• _DO THIS_:
In each of the rows below, swap "annotating" for "labeling" and leave everything else unchanged.

■ ■ ■

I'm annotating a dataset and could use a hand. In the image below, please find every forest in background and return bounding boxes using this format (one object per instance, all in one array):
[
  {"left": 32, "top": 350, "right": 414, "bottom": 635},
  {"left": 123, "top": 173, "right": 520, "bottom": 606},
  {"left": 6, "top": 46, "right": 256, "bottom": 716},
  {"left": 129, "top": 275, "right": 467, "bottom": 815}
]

■ ■ ■

• _PROBLEM SOLUTION_:
I'm labeling a dataset and could use a hand. In the image below, please find every forest in background and return bounding boxes using this format (one object per instance, all in one array):
[
  {"left": 32, "top": 350, "right": 414, "bottom": 635},
  {"left": 123, "top": 173, "right": 520, "bottom": 606},
  {"left": 6, "top": 46, "right": 256, "bottom": 716},
  {"left": 129, "top": 275, "right": 467, "bottom": 815}
]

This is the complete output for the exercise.